## PROBLEM STATEMENT
Return every line of the source records that contains the word "branch". Case counts.

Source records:
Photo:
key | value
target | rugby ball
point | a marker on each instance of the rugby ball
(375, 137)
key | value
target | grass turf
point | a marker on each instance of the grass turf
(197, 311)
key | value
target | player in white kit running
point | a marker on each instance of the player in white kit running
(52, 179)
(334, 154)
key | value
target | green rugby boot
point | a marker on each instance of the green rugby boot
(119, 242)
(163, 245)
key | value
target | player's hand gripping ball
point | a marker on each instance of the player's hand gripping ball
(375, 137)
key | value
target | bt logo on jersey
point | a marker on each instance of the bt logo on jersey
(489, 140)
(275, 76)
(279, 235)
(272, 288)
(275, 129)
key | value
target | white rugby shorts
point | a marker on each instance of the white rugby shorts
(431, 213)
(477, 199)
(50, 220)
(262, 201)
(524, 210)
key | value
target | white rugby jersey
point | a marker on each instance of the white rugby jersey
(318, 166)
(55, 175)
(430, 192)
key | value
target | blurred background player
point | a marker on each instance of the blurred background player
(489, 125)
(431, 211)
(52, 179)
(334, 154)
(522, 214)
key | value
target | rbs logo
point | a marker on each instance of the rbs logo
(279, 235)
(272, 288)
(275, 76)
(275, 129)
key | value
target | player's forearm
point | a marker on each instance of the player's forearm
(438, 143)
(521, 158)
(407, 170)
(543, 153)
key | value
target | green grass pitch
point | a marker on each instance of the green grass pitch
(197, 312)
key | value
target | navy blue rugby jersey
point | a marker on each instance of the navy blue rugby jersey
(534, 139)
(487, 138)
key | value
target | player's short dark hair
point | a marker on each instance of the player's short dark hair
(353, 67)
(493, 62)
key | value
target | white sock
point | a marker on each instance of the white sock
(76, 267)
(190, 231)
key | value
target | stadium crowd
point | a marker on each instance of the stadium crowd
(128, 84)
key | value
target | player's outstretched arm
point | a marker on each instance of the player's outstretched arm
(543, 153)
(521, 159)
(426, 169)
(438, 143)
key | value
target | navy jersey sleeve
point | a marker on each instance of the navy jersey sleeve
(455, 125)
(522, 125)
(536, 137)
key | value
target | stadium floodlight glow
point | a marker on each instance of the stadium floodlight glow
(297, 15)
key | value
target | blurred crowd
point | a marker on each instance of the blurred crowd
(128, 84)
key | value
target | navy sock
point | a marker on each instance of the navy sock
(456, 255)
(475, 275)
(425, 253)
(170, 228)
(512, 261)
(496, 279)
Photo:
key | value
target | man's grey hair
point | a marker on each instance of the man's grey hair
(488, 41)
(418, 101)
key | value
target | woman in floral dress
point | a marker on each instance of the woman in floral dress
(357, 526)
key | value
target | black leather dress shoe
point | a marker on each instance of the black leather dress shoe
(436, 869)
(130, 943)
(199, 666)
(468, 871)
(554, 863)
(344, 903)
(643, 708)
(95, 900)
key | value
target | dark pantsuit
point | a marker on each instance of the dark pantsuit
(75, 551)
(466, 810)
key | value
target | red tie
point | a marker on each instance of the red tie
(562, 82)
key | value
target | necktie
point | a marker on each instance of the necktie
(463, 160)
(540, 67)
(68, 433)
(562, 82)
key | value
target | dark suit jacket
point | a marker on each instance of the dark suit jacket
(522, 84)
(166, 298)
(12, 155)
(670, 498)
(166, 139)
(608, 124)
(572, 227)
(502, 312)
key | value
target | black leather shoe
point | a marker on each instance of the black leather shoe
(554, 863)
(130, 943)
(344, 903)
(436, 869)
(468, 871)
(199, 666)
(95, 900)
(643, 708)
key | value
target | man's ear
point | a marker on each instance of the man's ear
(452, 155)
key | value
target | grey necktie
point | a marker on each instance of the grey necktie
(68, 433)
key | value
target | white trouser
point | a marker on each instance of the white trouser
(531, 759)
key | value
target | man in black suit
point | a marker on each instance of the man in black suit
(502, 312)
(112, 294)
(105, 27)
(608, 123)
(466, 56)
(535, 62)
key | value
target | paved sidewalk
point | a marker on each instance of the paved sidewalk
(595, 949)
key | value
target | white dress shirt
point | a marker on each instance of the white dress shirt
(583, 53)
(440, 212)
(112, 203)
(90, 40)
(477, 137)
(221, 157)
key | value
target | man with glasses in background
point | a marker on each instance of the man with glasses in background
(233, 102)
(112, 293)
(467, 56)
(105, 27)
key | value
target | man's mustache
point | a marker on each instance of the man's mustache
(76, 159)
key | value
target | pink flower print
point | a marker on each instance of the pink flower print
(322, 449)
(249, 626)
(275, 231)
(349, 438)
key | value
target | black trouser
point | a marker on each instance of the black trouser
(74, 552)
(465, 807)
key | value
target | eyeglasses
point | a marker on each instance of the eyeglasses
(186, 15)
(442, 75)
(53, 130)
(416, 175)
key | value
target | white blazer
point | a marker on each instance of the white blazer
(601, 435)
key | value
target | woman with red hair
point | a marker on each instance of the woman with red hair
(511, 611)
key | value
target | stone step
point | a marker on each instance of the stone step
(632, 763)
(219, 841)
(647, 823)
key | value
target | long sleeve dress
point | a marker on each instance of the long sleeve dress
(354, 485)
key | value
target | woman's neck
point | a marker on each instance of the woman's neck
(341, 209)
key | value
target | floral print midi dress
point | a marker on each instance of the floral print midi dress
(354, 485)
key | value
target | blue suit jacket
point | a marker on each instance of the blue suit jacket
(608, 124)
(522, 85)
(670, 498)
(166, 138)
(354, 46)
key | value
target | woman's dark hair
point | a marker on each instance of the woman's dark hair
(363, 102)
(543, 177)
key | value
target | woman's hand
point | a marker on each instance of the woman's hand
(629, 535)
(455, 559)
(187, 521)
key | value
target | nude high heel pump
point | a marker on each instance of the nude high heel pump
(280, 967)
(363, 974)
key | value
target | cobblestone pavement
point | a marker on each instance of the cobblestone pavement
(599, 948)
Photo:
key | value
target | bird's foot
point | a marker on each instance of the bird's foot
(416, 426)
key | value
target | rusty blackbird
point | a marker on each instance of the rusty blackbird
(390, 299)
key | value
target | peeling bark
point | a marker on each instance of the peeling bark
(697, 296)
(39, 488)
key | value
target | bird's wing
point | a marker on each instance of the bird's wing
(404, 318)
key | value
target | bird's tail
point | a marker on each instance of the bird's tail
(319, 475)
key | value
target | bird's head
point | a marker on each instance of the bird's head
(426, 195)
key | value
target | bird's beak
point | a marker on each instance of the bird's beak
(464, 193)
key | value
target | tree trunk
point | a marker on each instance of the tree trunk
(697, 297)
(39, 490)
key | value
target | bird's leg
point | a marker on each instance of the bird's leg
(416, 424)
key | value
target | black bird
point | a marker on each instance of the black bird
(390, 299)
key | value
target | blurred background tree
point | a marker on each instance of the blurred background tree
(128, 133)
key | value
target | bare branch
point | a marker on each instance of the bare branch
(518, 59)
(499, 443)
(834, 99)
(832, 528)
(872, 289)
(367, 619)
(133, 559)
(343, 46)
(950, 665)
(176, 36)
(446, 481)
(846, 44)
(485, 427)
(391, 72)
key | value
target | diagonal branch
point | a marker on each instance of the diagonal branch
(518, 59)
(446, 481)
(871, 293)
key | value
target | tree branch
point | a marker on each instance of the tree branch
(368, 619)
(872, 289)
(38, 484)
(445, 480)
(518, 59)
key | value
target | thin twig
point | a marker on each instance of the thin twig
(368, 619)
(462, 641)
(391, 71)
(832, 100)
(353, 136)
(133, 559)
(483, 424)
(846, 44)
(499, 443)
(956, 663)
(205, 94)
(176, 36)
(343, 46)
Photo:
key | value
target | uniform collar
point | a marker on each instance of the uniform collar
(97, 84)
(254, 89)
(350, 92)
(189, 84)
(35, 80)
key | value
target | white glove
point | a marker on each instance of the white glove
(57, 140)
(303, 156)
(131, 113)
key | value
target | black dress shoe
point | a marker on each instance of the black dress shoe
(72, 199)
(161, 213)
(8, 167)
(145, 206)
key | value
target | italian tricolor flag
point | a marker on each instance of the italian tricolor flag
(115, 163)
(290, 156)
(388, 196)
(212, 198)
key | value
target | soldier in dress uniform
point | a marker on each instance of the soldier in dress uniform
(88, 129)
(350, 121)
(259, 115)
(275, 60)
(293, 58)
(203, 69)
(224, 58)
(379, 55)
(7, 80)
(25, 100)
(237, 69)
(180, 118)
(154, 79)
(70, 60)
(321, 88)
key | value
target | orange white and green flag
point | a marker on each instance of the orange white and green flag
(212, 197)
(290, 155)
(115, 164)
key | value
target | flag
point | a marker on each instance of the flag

## EXERCISE SOLUTION
target | bare branch
point | a marker on each instance of the bare branch
target | diagonal branch
point | a marker on each instance of the diagonal branch
target | tree branch
point | a marker on each instance of the tree branch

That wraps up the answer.